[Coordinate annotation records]
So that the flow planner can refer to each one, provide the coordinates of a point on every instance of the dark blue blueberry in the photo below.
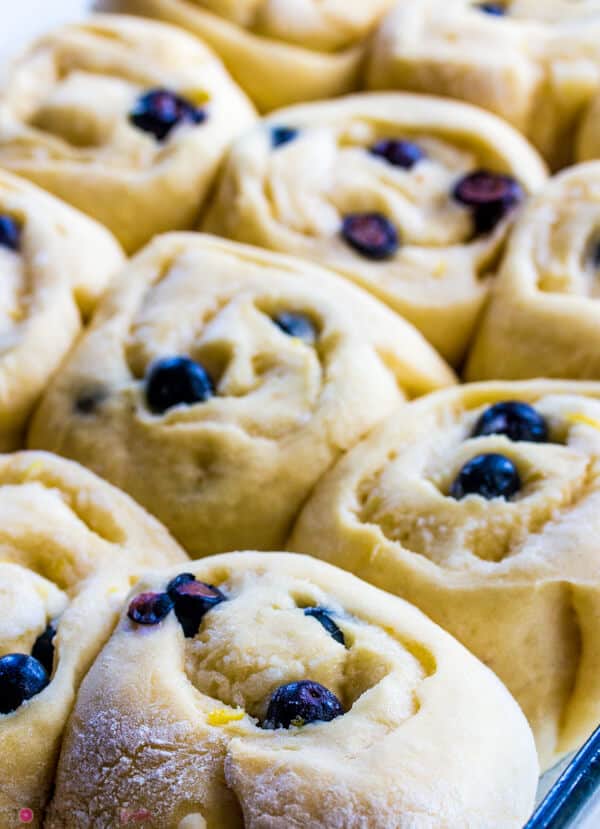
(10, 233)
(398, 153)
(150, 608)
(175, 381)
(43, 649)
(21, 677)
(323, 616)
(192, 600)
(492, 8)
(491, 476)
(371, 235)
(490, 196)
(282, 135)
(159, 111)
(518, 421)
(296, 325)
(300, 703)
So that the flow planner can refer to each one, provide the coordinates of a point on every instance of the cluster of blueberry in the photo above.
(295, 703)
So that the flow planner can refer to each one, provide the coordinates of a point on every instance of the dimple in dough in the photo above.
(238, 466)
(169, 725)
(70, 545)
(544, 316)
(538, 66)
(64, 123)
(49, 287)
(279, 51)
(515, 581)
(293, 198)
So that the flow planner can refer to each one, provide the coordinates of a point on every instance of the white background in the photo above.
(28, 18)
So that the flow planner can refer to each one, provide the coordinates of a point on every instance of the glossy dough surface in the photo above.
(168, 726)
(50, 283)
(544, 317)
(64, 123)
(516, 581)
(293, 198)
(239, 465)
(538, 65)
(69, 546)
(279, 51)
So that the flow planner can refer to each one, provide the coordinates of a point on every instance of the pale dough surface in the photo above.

REQUEST:
Please edit the material from the line containing "glossy dough surface in the photo above." through the end of the material, replacing "flow planner" with "path planner" and leaving everything else unchanged.

COMPLETE OUTPUT:
So that the path planner can refer to each one, provide the coordinates of a point on every instance of the glossy dough surface in the photo above.
(168, 726)
(50, 283)
(544, 317)
(64, 123)
(516, 581)
(293, 198)
(239, 465)
(538, 65)
(69, 546)
(279, 51)
So that the path planner can refer to each one, provide the coordinates of a point on every instance of the pale dough surface in the photo above.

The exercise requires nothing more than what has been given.